**QUELLTEXT:**
*-*-*

Münster. Neue Runde im Streit um die E-Zigarette: Das Oberverwaltungsgericht in Münster hat am Dienstag entschieden, dass es sich bei den nikotinhaltigen Liquids nicht um Arzneimittel handelt. Mit dieser Begründung war der Verkauf von E-Zigaretten und Zubehör verboten worden.
Nikotinhaltige Flüssigkeiten für rauchfreie E-Zigaretten, sogenannte Liquids, sind keine Arzneimittel. Das hat das Oberverwaltungsgericht in Münster am Dienstag in einem Grundsatzurteil entschieden. Handel und Verkauf von Produkten rund um E-Zigaretten sind damit nicht strafbar.
Das Gericht wies in drei Verfahren die Rechtsauffassungen der Stadt Wuppertal, des Landes Nordrhein-Westfalen und der Bundesrepublik Deutschland zurück. In all diesen Verfahren ließ das Gericht Revision zu (Az.: 13 A 2448/12, 13 A 2541/12 und 13 A 1100/12).

*-*-*

**BEREITGESTELLTE DATEN:**
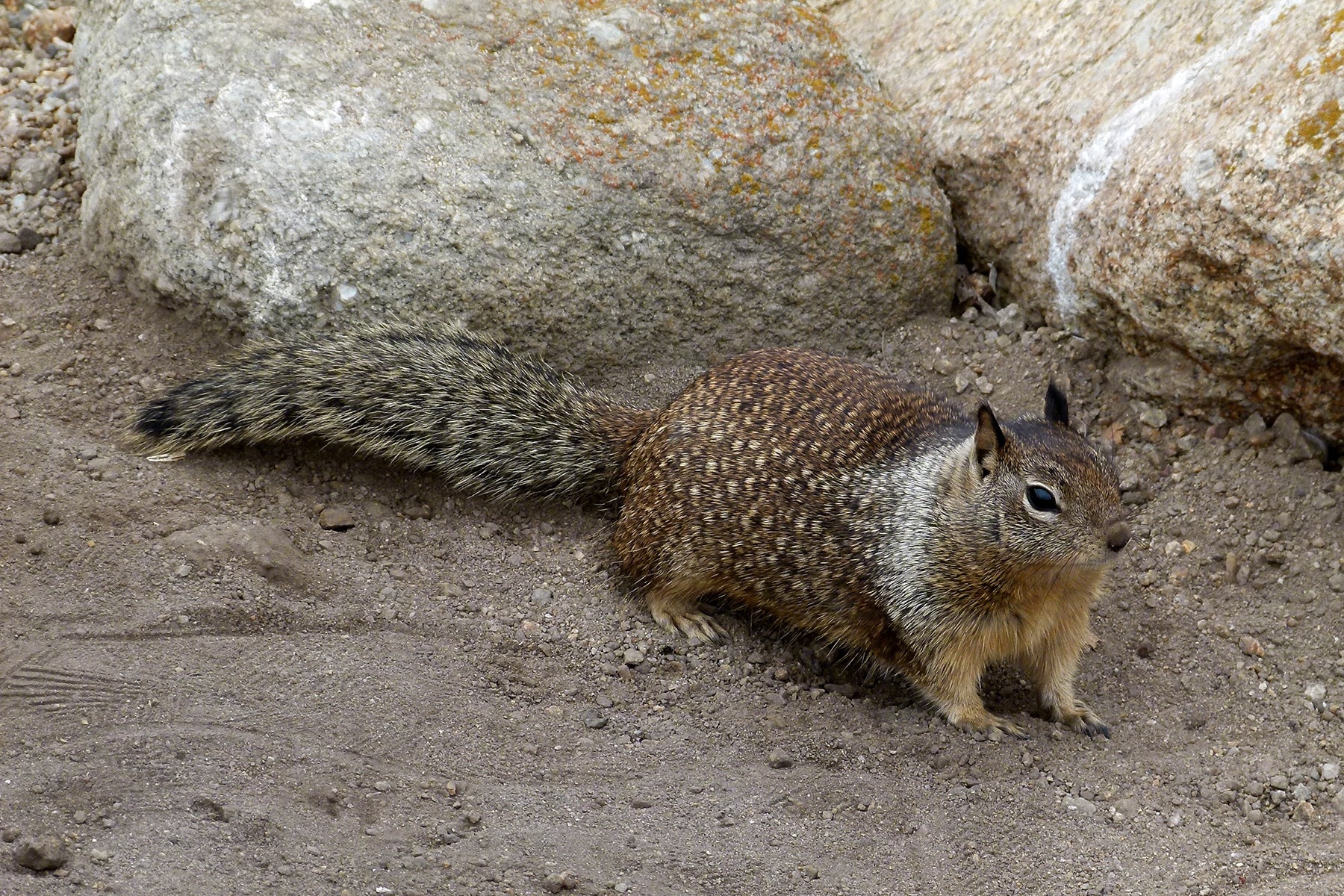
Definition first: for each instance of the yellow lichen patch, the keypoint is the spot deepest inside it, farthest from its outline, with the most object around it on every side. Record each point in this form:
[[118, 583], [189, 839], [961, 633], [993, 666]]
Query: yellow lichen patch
[[927, 223], [1319, 131]]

*-*-*

**ARBEITSAUFTRÄGE:**
1 > Beantworten Sie anhand des Textes zum E-Zigaretten-Urteil die folgenden Fragen:
(a) An welchem Wochentag traf das Gericht seine Entscheidung?
(b) In wie vielen Verfahren wies das Gericht die Rechtsauffassungen zurück?
(c) Welche Stadt wird unter den Verfahrensbeteiligten genannt?
2 > Geben Sie aus dem Text zum E-Zigaretten-Urteil den Abschnitt wörtlich wieder, der mit „Nikotinhaltige Flüssigkeiten für“ beginnt und bis einschließlich „damit nicht strafbar.“ reicht.
3 > Prüfen Sie, ob die folgenden Aussagen mit dem Text zum E-Zigaretten-Urteil übereinstimmen. Antworten Sie jeweils mit Ja oder Nein, und zitieren Sie die entscheidenden Worte des Textes genau.
(a) Das Gericht ließ in den Verfahren keine Revision zu.
(b) Handel und Verkauf von Produkten rund um E-Zigaretten sind nach dem Urteil nicht strafbar.
(c) Das Gericht stufte die nikotinhaltigen Liquids als Arzneimittel ein.
Die Daten stehen in keinem Zusammenhang mit dem Text zum E-Zigaretten-Urteil.

**ANTWORTEN JE AUFGABE:**
1 >
(a) Am Dienstag.
(b) In drei Verfahren.
(c) Wuppertal.

2 >
Nikotinhaltige Flüssigkeiten für rauchfreie E-Zigaretten, sogenannte Liquids, sind keine Arzneimittel. Das hat das Oberverwaltungsgericht in Münster am Dienstag in einem Grundsatzurteil entschieden. Handel und Verkauf von Produkten rund um E-Zigaretten sind damit nicht strafbar.

3 >
(a) Nein: „In all diesen Verfahren ließ das Gericht Revision zu“
(b) Ja: „Handel und Verkauf von Produkten rund um E-Zigaretten sind damit nicht strafbar.“
(c) Nein: „Nikotinhaltige Flüssigkeiten für rauchfreie E-Zigaretten, sogenannte Liquids, sind keine Arzneimittel.“